Annotated coordinate records:
--- --- ---

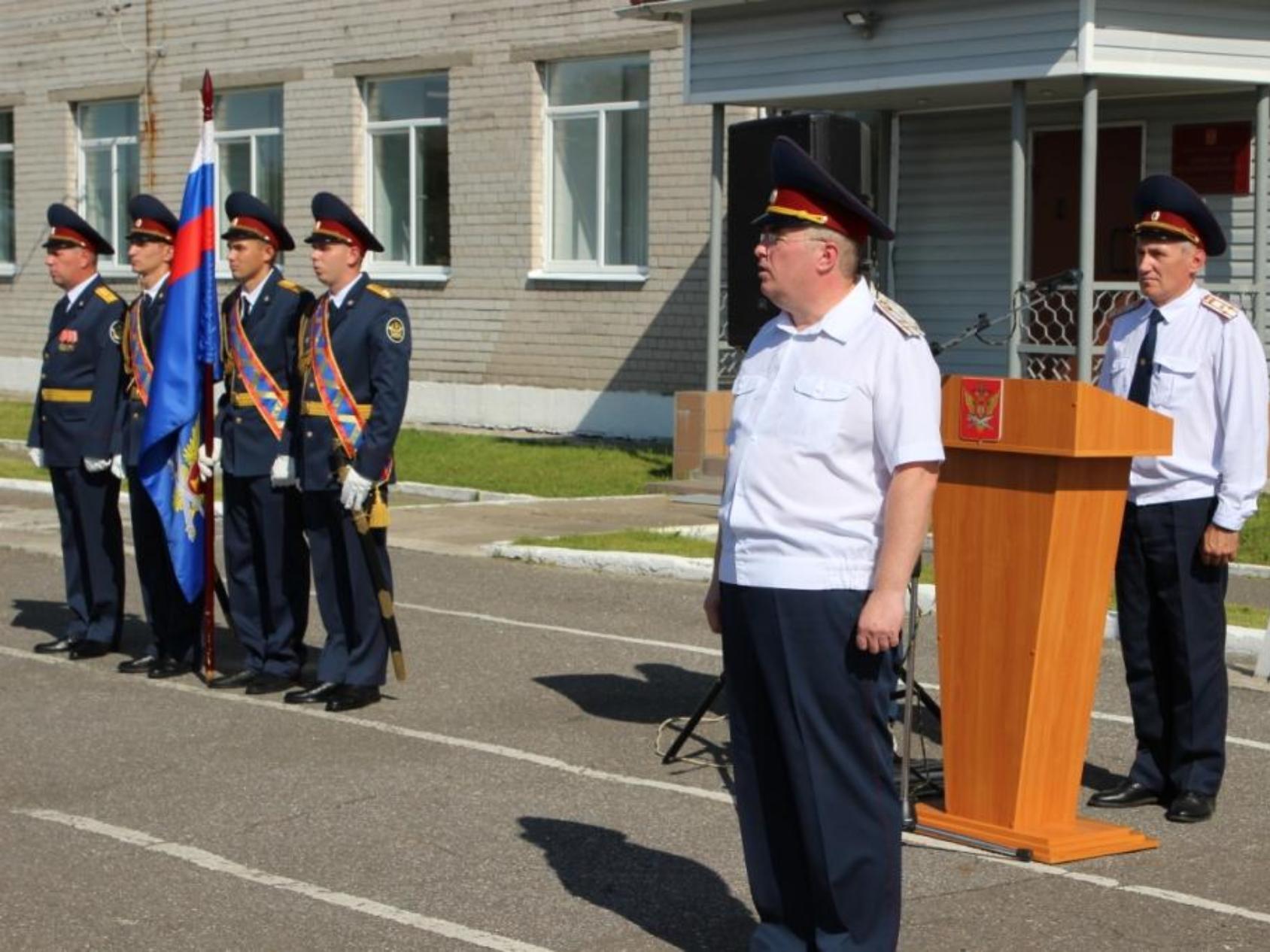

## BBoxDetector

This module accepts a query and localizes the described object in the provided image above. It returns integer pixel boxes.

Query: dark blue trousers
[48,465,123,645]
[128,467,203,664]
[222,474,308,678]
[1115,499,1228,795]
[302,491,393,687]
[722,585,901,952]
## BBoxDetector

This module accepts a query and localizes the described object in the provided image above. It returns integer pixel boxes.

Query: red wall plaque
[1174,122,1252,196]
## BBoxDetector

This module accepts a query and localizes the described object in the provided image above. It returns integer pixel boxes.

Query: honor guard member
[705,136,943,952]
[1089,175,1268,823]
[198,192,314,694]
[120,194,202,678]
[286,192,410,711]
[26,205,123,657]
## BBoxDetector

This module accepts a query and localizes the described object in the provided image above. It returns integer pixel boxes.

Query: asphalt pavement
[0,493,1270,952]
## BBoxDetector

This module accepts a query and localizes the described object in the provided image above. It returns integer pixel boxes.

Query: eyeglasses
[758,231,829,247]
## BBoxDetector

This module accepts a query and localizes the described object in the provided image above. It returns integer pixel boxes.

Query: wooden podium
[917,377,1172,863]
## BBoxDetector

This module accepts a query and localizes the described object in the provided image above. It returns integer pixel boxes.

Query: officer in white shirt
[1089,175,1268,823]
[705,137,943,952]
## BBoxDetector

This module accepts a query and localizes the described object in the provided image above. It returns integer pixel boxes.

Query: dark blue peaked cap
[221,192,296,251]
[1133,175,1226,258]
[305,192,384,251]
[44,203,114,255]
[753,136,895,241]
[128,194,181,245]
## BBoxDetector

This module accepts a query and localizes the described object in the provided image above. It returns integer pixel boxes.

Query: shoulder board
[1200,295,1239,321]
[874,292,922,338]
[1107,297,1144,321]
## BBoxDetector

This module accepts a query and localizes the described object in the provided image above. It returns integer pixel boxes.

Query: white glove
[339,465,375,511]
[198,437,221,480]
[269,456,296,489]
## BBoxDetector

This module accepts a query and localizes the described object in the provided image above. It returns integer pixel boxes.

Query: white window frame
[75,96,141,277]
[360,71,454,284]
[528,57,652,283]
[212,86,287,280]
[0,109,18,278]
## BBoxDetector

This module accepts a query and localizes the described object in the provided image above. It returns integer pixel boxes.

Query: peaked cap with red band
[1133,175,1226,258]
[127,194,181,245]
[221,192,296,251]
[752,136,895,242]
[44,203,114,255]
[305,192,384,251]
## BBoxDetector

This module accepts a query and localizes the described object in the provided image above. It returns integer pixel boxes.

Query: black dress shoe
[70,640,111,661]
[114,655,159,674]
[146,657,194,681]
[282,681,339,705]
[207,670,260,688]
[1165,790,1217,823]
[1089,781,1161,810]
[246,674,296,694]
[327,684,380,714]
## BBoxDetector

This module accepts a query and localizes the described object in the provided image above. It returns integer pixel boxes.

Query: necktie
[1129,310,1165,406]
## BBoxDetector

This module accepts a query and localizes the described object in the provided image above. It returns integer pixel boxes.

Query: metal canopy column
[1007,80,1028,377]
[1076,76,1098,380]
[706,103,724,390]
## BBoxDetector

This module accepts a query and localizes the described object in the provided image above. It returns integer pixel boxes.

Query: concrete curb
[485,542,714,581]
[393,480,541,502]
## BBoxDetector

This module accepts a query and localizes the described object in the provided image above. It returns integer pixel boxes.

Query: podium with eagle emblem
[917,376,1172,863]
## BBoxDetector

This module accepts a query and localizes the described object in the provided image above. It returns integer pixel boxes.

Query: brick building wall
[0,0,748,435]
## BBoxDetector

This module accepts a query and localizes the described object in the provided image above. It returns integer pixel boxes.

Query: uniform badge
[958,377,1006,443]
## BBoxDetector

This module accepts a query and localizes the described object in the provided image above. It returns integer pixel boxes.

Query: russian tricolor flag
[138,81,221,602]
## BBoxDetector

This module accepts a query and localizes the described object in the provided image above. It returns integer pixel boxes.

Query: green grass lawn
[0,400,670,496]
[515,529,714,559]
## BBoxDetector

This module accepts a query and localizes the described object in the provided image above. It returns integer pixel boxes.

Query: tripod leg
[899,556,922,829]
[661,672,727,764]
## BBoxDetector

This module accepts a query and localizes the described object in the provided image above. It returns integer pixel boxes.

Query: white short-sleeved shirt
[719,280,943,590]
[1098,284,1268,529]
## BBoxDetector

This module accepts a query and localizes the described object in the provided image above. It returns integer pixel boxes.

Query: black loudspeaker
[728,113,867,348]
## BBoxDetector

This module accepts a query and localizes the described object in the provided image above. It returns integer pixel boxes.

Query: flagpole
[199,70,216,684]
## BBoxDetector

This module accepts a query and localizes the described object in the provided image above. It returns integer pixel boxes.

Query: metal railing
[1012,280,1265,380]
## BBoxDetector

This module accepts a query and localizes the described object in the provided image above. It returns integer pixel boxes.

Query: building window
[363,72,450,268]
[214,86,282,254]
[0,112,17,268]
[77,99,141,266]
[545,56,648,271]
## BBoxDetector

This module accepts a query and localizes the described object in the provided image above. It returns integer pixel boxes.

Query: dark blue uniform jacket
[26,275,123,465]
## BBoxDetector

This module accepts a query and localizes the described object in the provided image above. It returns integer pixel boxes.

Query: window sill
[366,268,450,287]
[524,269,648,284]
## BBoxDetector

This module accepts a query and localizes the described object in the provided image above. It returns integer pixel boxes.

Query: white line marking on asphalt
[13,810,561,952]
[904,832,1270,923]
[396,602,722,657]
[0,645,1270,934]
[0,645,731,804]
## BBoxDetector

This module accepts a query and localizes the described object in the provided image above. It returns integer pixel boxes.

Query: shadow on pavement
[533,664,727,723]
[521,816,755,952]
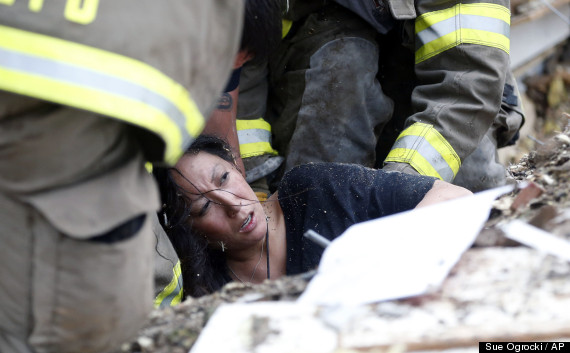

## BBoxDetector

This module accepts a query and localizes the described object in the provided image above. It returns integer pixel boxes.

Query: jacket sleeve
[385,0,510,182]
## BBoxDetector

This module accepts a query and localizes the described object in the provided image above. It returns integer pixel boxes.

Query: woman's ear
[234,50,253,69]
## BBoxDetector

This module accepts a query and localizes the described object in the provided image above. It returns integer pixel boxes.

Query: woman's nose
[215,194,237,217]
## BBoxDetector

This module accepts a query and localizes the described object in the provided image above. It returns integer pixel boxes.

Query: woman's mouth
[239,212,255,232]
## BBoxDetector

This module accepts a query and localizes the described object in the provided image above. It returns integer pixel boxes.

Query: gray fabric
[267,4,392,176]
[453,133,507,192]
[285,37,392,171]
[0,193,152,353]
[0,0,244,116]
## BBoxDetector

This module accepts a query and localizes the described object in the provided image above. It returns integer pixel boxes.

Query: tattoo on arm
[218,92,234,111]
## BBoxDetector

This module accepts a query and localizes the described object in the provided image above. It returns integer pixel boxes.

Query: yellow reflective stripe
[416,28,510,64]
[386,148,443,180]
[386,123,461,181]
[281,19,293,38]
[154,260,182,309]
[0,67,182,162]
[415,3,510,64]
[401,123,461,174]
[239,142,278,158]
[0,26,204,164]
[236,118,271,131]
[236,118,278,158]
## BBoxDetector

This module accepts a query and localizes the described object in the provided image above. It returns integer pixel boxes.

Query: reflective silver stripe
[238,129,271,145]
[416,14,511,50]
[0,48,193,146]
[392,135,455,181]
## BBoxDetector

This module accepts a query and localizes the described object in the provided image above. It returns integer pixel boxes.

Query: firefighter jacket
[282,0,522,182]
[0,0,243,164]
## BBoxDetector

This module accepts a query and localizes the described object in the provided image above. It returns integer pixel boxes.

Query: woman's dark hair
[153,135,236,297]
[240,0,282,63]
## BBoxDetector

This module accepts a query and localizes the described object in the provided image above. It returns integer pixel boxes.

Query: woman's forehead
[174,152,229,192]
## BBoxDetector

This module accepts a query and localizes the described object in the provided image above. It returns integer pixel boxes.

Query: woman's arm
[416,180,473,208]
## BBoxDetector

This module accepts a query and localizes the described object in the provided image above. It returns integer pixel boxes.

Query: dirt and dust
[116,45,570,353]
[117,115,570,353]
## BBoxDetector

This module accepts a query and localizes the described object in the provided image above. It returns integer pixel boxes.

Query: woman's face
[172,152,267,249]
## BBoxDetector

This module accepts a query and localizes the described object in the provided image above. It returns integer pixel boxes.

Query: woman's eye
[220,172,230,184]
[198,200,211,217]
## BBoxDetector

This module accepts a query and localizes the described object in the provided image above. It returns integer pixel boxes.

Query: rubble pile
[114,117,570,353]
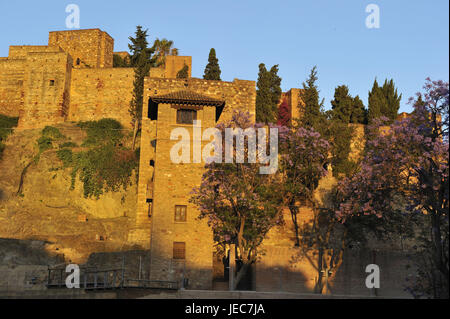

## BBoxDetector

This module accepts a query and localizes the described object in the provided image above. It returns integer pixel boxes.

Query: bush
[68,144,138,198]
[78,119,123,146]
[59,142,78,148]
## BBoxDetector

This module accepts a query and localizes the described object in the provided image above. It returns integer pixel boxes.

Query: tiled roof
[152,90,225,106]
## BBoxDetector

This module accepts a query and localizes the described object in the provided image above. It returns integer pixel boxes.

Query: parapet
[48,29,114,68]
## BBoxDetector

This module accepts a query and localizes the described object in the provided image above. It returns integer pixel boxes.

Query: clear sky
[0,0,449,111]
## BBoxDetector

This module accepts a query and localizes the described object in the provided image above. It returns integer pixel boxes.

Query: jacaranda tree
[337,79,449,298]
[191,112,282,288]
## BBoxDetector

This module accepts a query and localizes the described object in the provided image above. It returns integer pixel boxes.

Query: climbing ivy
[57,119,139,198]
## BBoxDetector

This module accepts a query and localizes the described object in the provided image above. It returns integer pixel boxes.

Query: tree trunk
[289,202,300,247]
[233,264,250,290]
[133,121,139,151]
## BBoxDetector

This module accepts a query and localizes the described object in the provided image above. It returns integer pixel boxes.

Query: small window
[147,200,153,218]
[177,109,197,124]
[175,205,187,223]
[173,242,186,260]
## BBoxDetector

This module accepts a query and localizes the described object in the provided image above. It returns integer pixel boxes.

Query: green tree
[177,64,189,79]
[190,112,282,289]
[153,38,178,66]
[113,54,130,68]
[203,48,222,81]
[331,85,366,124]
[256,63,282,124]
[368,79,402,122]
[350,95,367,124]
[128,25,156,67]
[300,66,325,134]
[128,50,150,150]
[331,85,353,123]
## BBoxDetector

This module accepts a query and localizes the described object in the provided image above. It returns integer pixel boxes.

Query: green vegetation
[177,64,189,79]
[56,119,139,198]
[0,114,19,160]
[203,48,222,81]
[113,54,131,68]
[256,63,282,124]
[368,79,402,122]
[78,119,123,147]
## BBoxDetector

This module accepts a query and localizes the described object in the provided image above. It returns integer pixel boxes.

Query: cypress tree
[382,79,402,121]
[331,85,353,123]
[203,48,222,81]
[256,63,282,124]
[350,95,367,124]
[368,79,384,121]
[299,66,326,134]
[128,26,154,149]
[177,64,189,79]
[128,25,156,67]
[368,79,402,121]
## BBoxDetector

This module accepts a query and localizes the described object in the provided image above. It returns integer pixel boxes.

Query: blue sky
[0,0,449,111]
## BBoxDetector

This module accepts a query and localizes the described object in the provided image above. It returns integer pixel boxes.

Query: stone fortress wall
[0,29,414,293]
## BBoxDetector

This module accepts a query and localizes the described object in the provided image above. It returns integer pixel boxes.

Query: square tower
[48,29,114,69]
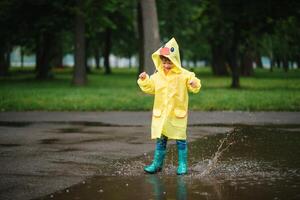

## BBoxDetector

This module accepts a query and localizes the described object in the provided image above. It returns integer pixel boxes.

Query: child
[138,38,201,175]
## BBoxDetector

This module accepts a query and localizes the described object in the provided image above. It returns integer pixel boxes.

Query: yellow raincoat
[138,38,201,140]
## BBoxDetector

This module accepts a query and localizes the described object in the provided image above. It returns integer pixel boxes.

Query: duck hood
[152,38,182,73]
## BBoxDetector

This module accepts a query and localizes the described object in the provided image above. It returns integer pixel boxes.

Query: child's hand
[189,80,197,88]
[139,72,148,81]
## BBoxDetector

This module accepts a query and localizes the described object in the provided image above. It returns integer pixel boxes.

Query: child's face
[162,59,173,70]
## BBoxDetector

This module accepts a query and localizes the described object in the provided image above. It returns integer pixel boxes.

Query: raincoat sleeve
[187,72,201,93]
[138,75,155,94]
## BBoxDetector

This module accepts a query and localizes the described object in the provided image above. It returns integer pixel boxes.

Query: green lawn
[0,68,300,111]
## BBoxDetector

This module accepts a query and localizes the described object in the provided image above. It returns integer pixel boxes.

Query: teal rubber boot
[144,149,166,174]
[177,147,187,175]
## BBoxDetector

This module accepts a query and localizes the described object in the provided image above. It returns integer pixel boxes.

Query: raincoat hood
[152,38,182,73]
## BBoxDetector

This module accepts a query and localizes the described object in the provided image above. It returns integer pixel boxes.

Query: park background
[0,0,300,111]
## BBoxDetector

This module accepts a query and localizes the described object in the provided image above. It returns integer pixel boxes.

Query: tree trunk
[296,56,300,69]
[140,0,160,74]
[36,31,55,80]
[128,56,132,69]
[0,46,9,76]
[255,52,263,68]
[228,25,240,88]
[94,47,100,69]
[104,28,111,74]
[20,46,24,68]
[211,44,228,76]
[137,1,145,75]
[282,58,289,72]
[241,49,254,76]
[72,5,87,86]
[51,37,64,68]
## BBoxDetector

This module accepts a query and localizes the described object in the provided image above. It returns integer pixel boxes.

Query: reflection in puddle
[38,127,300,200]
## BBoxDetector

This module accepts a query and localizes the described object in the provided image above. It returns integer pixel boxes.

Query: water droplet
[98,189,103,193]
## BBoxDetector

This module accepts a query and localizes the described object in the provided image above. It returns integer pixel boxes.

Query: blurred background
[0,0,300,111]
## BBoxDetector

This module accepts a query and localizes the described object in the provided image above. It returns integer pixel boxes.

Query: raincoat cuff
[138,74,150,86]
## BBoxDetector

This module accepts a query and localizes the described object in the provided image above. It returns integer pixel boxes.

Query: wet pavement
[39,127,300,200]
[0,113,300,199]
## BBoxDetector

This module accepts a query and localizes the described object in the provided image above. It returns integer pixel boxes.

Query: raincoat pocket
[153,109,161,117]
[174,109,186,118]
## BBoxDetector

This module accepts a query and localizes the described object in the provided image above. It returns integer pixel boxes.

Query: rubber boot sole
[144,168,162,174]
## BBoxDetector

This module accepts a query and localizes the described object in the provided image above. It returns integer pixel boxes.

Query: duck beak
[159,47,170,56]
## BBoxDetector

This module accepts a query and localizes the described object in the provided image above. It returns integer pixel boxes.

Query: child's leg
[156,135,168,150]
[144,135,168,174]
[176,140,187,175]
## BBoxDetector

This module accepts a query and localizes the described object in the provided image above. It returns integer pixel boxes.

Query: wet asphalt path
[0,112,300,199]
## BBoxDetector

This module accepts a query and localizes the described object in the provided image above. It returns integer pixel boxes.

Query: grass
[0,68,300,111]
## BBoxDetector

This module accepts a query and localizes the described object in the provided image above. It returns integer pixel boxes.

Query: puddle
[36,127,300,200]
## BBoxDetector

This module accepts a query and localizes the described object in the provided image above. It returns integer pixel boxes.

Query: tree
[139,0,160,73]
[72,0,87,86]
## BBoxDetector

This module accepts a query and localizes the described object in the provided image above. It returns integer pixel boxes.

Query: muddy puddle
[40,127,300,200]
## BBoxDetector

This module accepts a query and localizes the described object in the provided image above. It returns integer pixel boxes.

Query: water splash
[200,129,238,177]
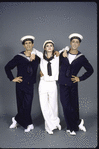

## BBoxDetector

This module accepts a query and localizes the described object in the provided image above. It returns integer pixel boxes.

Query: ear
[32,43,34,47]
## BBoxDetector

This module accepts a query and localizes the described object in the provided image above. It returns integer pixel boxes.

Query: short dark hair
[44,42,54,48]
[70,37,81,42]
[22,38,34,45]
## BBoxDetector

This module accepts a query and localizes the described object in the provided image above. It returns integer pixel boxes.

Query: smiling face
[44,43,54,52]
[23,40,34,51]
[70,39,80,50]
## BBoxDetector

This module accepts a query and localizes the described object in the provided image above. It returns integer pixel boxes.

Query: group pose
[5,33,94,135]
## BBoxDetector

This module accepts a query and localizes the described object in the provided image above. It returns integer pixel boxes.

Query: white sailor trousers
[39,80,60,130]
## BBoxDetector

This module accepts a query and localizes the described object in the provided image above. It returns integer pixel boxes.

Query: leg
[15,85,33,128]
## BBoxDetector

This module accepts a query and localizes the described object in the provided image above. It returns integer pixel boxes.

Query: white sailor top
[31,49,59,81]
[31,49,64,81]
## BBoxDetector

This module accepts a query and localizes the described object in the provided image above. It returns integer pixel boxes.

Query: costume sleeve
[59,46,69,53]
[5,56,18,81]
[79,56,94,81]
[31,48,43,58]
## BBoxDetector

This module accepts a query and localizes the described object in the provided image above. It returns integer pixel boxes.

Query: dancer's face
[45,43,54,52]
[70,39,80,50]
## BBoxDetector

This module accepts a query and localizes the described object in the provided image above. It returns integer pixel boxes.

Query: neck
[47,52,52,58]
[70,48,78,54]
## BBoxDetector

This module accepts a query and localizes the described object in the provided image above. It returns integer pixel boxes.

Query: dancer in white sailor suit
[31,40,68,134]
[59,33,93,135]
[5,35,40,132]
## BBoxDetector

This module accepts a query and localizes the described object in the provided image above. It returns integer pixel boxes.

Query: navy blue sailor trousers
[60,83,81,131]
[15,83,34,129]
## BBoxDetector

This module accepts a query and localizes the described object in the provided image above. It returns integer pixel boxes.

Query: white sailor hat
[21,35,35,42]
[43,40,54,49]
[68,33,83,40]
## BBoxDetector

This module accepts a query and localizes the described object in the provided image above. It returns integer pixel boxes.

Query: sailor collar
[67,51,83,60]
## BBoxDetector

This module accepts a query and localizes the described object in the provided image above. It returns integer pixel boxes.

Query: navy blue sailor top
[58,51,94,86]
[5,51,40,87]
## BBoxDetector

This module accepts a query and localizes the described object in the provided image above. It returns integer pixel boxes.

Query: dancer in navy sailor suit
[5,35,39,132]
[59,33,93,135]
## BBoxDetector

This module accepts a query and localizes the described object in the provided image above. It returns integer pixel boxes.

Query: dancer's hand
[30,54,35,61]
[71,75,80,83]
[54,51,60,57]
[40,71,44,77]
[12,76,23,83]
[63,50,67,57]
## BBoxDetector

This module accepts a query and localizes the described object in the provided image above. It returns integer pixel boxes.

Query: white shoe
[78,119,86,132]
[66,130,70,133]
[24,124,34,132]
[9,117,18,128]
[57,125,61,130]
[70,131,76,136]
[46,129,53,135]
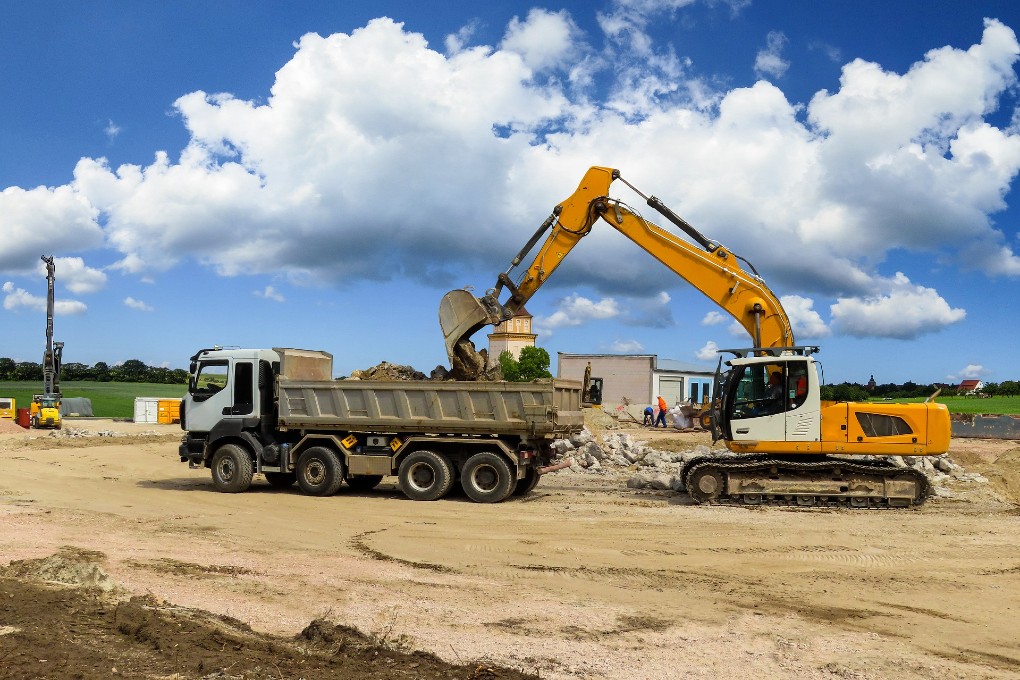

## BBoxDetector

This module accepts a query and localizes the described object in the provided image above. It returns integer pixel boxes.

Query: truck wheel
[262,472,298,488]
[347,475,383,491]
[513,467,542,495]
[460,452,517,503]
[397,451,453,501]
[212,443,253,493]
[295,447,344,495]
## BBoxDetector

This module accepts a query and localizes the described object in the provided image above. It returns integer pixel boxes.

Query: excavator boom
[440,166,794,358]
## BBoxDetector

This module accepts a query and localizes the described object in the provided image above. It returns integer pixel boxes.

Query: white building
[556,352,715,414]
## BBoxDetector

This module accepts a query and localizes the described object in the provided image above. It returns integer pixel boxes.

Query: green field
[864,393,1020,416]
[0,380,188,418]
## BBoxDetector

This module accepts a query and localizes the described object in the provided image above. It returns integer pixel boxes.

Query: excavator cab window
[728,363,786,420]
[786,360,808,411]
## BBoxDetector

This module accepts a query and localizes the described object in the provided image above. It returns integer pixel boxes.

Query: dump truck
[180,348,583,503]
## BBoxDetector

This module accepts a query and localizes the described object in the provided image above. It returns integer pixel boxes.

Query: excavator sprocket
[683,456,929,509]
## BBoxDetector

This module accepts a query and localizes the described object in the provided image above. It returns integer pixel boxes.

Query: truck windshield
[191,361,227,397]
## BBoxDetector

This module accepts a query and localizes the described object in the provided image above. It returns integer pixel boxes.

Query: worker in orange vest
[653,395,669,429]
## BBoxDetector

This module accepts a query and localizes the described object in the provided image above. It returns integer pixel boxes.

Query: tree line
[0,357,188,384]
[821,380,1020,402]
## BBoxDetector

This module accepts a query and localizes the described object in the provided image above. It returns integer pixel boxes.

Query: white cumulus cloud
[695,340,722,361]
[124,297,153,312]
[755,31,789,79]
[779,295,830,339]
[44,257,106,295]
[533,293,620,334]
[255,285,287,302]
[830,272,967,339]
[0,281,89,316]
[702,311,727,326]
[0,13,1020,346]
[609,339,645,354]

--- --- ---

EXERCISE: From the records above, collect every line that contains the word "hand". Case counts.

COMPLETED TASK:
Query: child's hand
Query: dancer's hand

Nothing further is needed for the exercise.